# PROBLEM DESCRIPTION
Could you continue the news story about the Celis family's baby from where it stops?

# PASSAGE SHOWN
A Yuma family is welcoming a new baby girl this week after a two month journey that included a battle with cancer and the death of the child’s mother.  Veronica Destiny Celis was born September 24th after her mother chose to forgo chemotherapy and offer her own life for that of the child.

According to a report in the Yuma Sun, which offered full coverage of the Celis family’s difficult story, medical personnel at Banner Good Samaritan Medical Center in Phoenix performed emergency surgery Sept. 24 to deliver baby Veronica. The next day her 36-year-old mother, who had been declared brain dead due to complications caused by her cancer, died.

The mother, from whom the baby received her name, had been kept on life support and in a state that supported the baby's life and development since Aug. 7th.

Aaron and Veronica were married for 21 years and moved to Yuma in 1985. They already had three sons: Jaime, 19; Kevin, 13; and Andrew, 10, but were hoping to someday have a little girl as well.

In a Sept. 16 interview with the Yuma Sun, Aaron recalled when his wife was first diagnosed with cancer.

"She was upset, but she always had more trust in God than me," he said.

Veronica underwent treatment and eventually went into remission. It was during this time that Veronica became pregnant with the baby girl they had prayed for.

However, soon after learning of the pregnancy, Veronica discovered that her breast cancer had returned.

The couple was faced with considering the doctors’ suggestions of an abortion, which would allow Veronica to undergo chemotherapy, or saving the baby, which would mean taking the chance that the mother herself would die.  When the baby reportedly appeared to Veronica in a dream, Veronica knew she could not have the abortion.  

Aaron recalled his wife’s decision to save the baby the next morning.  “God has given this to me and he knows why,” she told him.

During the months that followed Veronica’s cancer took hold of her body and the couple reached out in faith.  Yuma Sun reporter, Darin Fenger, told CNA that Aaron Celis first contacted the press with the story because he wanted more prayers for the mother and baby. “She was a very faithful woman,” Fenger recalled.  

Eventually, however, the cancer proved too strong and Veronica slipped into a coma and eventually succumbed to the cancer, leaving her husband with the last wish that he “take care of the baby.”  Which is why, when her last chances at life had passed, Celis knew he must keep his wife on life support until the baby could be born.

According to Jennifer Pool, the spokeswoman for the medical center, during the difficult weeks in which Aaron Celis watched his wife’s body continue to shut down, he remained close to the hospital’s chaplains.  And, through it all friends and family members said, Celis continued to hope for some sort of a miracle.

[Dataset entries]
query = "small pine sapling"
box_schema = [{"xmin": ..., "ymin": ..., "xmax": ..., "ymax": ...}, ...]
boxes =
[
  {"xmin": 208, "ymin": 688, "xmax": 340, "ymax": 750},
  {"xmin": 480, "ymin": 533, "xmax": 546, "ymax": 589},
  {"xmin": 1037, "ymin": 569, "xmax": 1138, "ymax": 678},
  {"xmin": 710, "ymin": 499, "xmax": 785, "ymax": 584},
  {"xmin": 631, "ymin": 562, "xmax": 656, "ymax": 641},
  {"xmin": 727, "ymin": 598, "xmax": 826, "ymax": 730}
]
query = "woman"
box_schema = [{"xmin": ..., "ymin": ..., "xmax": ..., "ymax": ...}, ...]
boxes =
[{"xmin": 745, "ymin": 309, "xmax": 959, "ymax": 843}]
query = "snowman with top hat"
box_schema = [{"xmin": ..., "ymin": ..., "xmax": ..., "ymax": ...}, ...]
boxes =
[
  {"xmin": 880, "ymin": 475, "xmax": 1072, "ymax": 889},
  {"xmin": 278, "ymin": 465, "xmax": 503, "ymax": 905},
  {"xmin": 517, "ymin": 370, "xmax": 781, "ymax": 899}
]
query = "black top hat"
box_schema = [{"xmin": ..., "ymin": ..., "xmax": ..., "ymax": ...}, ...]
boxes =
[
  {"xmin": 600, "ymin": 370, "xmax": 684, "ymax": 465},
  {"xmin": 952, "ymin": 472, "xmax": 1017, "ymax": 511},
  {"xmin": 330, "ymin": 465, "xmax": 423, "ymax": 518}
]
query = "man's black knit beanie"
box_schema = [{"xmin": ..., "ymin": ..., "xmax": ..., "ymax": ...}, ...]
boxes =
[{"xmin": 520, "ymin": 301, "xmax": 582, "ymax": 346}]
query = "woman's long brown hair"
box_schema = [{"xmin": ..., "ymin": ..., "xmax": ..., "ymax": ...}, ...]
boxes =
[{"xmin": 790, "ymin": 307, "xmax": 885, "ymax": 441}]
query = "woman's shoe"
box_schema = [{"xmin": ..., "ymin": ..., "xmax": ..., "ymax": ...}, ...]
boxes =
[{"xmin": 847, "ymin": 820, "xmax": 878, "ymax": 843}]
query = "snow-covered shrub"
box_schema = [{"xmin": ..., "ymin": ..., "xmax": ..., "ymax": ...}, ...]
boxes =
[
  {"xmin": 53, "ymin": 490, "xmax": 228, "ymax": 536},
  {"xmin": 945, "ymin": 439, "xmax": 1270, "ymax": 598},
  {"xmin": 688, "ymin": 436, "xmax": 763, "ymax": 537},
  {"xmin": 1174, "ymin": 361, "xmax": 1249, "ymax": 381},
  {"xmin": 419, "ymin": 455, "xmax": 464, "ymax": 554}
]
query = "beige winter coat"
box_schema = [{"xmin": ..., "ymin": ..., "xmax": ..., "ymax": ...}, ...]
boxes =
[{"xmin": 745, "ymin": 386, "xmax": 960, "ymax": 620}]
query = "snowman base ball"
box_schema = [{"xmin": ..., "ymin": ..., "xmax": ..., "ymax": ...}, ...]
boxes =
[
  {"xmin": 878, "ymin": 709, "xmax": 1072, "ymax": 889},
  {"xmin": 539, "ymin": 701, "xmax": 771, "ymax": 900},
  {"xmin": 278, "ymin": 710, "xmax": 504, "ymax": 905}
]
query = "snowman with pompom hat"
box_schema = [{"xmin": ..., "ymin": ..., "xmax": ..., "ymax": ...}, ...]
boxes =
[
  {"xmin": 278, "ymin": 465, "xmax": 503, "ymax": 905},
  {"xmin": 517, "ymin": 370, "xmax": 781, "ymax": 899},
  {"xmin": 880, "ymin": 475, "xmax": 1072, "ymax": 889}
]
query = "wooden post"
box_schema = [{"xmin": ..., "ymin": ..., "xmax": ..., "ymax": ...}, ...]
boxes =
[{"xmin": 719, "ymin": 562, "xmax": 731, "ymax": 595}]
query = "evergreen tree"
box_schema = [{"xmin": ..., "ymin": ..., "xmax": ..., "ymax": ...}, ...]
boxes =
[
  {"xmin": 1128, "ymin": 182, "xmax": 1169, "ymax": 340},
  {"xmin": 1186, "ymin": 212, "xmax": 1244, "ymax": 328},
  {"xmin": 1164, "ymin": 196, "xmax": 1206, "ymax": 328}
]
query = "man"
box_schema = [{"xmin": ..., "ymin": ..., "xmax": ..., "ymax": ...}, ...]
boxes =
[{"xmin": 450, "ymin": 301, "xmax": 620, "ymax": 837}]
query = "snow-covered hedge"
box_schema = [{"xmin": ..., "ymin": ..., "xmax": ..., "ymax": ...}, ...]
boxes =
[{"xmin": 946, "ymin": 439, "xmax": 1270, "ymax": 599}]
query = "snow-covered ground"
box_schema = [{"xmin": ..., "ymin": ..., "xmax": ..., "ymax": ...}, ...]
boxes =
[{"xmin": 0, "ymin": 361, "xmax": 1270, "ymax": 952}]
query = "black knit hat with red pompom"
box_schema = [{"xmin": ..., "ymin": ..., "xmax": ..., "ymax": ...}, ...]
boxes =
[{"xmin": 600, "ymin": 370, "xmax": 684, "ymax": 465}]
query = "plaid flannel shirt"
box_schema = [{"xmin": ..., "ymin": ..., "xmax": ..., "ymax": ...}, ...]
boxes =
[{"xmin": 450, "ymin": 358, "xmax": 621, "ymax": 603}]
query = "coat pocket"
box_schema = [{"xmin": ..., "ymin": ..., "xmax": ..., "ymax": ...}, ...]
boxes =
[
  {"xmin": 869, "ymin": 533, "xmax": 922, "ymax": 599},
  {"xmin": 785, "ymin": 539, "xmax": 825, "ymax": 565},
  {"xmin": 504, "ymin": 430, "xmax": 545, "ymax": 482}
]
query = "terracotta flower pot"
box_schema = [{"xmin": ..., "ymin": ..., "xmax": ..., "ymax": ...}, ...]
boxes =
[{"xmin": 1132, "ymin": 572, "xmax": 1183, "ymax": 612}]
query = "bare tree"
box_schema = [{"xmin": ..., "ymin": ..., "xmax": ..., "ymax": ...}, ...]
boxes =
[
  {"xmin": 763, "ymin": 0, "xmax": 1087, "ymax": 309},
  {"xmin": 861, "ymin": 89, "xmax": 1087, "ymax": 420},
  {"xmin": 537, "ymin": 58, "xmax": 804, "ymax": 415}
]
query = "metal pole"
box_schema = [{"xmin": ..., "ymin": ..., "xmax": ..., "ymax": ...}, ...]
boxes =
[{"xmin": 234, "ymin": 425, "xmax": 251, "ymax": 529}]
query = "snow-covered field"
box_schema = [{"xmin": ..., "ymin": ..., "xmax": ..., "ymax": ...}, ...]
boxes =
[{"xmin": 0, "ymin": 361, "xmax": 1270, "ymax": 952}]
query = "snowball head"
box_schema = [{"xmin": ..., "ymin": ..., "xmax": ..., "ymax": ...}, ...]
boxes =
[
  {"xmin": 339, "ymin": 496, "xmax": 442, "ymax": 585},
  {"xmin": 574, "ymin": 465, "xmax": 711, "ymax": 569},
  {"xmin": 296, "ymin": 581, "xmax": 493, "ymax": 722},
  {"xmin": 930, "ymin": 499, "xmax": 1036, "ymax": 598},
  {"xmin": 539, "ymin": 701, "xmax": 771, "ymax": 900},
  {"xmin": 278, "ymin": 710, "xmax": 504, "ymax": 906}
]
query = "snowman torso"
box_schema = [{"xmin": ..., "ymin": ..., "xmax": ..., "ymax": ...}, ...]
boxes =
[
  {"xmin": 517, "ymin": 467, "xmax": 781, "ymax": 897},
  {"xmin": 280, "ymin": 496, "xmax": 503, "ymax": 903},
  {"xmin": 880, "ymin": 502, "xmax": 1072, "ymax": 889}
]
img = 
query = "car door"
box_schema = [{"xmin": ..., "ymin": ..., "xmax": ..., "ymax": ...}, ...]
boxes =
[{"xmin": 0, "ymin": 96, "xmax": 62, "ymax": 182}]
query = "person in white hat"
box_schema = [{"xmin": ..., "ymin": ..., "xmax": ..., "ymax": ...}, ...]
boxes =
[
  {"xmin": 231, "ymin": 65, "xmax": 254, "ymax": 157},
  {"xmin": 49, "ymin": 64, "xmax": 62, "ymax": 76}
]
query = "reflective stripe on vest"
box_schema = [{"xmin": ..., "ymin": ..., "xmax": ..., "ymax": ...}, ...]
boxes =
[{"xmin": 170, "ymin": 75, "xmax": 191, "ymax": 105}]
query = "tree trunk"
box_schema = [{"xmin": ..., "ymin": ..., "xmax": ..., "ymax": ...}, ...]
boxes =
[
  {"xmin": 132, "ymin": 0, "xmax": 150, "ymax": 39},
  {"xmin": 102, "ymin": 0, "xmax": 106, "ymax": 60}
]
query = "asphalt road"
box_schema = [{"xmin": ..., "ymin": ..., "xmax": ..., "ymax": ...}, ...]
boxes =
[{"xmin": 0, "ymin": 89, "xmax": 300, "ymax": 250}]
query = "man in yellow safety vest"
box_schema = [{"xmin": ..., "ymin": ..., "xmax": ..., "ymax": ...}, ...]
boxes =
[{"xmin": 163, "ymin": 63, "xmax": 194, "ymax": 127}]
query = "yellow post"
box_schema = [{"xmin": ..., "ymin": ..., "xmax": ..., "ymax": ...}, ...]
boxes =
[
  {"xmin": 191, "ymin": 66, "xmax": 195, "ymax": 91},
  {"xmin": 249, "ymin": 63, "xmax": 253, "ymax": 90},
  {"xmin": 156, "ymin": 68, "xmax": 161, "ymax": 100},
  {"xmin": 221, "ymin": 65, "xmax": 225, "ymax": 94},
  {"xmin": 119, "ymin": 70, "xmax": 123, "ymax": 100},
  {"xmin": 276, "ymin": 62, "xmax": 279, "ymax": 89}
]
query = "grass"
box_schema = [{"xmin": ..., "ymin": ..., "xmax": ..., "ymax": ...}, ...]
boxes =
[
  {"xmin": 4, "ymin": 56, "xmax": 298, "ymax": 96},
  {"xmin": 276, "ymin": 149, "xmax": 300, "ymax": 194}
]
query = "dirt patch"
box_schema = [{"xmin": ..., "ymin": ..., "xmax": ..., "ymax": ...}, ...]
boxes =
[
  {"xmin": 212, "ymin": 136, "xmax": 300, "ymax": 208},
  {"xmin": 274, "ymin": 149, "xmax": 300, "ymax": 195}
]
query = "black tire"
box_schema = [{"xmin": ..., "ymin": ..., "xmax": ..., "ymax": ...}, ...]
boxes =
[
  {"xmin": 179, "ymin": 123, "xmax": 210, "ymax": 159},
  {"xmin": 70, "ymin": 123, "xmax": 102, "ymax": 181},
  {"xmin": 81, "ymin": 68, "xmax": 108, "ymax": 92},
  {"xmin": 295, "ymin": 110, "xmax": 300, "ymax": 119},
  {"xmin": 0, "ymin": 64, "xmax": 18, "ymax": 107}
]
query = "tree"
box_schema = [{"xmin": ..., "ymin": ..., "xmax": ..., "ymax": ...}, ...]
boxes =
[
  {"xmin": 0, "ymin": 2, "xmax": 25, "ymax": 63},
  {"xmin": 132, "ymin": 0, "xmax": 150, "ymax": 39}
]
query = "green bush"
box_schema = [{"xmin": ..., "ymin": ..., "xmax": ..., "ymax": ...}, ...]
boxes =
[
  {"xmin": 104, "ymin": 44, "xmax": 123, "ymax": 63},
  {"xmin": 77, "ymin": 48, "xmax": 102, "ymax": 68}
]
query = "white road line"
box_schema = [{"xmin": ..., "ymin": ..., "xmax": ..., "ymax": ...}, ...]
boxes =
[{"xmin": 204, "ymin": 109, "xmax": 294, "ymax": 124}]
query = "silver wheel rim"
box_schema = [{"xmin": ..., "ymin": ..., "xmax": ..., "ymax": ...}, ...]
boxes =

# OUTPUT FOR THIS TASK
While his wife never recovered, the numerous prayers may have helped doctors in the extremely rare, but successful procedure of inducing labor in a woman who had been declared brain-dead.

Dr. Karrie Francois, a physician specializing in at-risk births, delivered the baby. She told the newspaper that it was "a truly rare birth” and that "there are only a handful of reported cases in the (medical) literature."

Francois said, although doctors wanted to keep the baby developing inside the mother for as long as possible, the baby had to be delivered prematurely because the mother's body had become so infected and her blood pressure had become erratic.

She also said it was one of the most emotional experiences she has had as a physician.  After the birth, "Aaron just cried and prayed," Francois told the Sun. "He was just thanking his wife for giving him this daughter."

Pool told CNA that baby Veronica was baptized in the delivery room, over the body of her mother, as Aaron had insisted.  Celis placed the child in the arms of its mother and asked for a picture to be taken.

The next day, life support was removed and the mother passed away.

Doctors predict Baby Veronica will likely remain hospitalized for about two months, as is normal with premature children.

Dr. Caren Lipsky, a physician who cares for high-risk babies, said Wednesday that the baby's weight, growth, and other measurements of progress are right on track. By Monday, the baby had been removed from most forms of artificial ventilation and by Tuesday, she was breathing well on her own.

Fenger said the community’s interest in the story as well as the outpouring of support has been overwhelming.  A benefit fund has been established and donations are being accepted at Wells Fargo Bank locations around Arizona. Donors need only refer to the Veronica Celis Fund.